_Tarefas a realizar_.
A – Explique por que, segundo o texto sobre juventude e álcool, ainda se poderia falar em favor dos jovens das décadas de 1960 e 1970, mesmo que os movimentos deles não tivessem obtido resultados.
B – Altere o trecho do texto sobre juventude e álcool que vai de "Parece que algo" até "discurso hegemônico capitalista.", trocando "rebelde" por "contestador", e apresente o trecho modificado.
C – Escreva a continuação do texto sobre juventude e álcool a partir do ponto em que ele termina.

Parece que algo deu errado ao longo das décadas. Se antes “ser jovem” significava ser rebelde, lutar por algo novo; atualmente “ser jovem” tornou-se “ser normal” de acordo com o discurso hegemônico capitalista.

Parece existir, em todas as idades, alguma coisa próxima do “cada um por si”, associada, claro, ao tédio, ao cinismo e ao niilismo.

Alguém poderia dizer equivocadamente que os movimentos liderados pelos jovens nas décadas de 1960 e 1970 não obtiveram resultados.

Mesmo se essa hipótese fosse correta, ainda assim, poderia se afirmar em favor daqueles jovens que, pelo menos, eles tentaram e arriscaram. Eles, de alguma maneira, fizeram o que era esperado da juventude: questionaram a ordem estabelecida, o “status quo”. Tentaram ser diferentes (tanto com ideias como com atitudes) dos velhos, das antigas gerações.

© profelipe ™ 18-05-2015

 

ÁLCOOL E CRISE

Em momentos de crise econômica, é comum ocorrer um aumento no consumo de álcool no país. Isso aconteceu tanto na Holanda como na Espanha na crise de 2008.* No “bunker” do Hitler, no final da Segunda Guerra Mundial, funcionárias e militares apelaram para o álcool e a orgia quando perceberam que tudo estaria perdido.**

O álcool serve para diminuir a tensão, mas é utilizado principalmente como um meio de fugir da realidade – seja no presente ou mesmo no que diz respeito a algum trauma no passado ou a uma insegurança quanto ao futuro.

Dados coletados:
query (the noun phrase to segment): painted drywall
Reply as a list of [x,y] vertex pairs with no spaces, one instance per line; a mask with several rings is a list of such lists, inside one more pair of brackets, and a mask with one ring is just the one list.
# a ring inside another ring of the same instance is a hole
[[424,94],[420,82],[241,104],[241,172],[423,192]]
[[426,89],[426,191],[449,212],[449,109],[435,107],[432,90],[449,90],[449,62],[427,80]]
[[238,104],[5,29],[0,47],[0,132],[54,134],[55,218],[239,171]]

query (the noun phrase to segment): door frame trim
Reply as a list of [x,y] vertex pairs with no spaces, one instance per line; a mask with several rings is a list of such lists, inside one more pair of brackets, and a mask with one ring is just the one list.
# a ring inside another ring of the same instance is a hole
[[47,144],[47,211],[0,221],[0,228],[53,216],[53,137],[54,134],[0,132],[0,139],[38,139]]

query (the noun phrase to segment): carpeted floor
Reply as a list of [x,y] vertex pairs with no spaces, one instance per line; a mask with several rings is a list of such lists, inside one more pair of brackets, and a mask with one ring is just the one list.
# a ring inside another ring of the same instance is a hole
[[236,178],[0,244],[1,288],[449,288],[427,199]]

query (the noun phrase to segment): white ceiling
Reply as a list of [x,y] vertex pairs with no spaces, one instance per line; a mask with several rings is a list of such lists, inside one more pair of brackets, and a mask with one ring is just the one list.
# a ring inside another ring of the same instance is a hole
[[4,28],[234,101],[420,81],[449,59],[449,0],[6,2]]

* * *

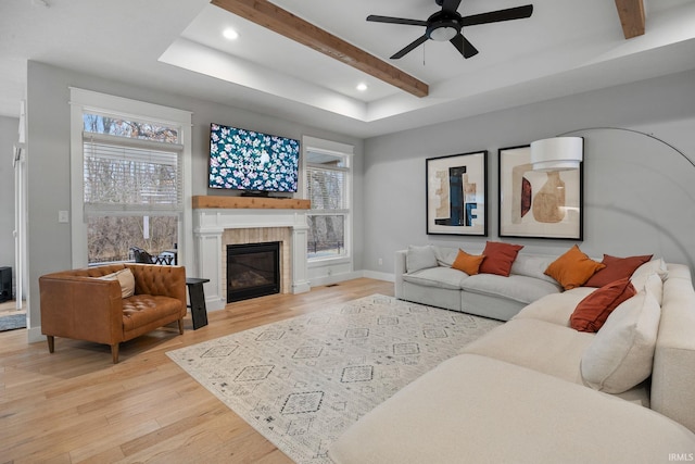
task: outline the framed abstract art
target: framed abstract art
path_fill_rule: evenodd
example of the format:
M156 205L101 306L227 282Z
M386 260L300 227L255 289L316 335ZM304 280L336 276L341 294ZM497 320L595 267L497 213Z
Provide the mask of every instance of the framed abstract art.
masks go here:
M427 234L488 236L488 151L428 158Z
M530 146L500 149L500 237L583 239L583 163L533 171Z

--

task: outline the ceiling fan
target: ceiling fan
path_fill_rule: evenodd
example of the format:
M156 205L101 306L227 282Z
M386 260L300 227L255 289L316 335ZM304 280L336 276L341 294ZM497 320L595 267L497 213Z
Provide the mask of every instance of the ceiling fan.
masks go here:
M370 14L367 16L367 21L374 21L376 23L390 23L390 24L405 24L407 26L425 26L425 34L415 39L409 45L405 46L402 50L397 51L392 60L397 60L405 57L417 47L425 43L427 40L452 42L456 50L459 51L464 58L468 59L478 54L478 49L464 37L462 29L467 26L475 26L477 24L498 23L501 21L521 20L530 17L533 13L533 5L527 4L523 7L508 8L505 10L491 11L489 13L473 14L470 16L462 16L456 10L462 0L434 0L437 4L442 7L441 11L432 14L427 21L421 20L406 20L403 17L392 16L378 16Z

_Respostas numeradas_.
A – Porque, pelo menos, eles tentaram e arriscaram. De alguma maneira, fizeram o que se esperava da juventude: questionaram a ordem estabelecida, o "status quo", e tentaram ser diferentes dos velhos e das antigas gerações, tanto nas ideias como nas atitudes.

B –
Parece que algo deu errado ao longo das décadas. Se antes “ser jovem” significava ser contestador, lutar por algo novo; atualmente “ser jovem” tornou-se “ser normal” de acordo com o discurso hegemônico capitalista.

C –
A estratégia seria beber para esquecer. No final, não funciona (a maioria sabe disto), mas mesmo assim, diante de uma situação complicada, parece ser uma alternativa razoável.

O álcool é socialmente aceito. Talvez seja isso.

Muitos não aceitam doenças como depressão ou ansiedade. Quando as crises aparecem, bebem bastante para disfarçar os problemas que não admitem ter. Em outras palavras, seria mais fácil admitir que foi para uma “rehab” do que assumir que teria ido para uma clínica com o objetivo de tratar de uma depressão.

Cada um pode inventar a fantasia que quiser para fugir de um problema real. Existem momentos, porém, que fica difícil não ver o óbvio.

De acordo com o IBGE, existem quase oito milhões de desempregados no país.*** A renda do brasileiro caiu bastante. 

Empresas fecham e milhares perdem os empregos. Tudo isso é uma realidade.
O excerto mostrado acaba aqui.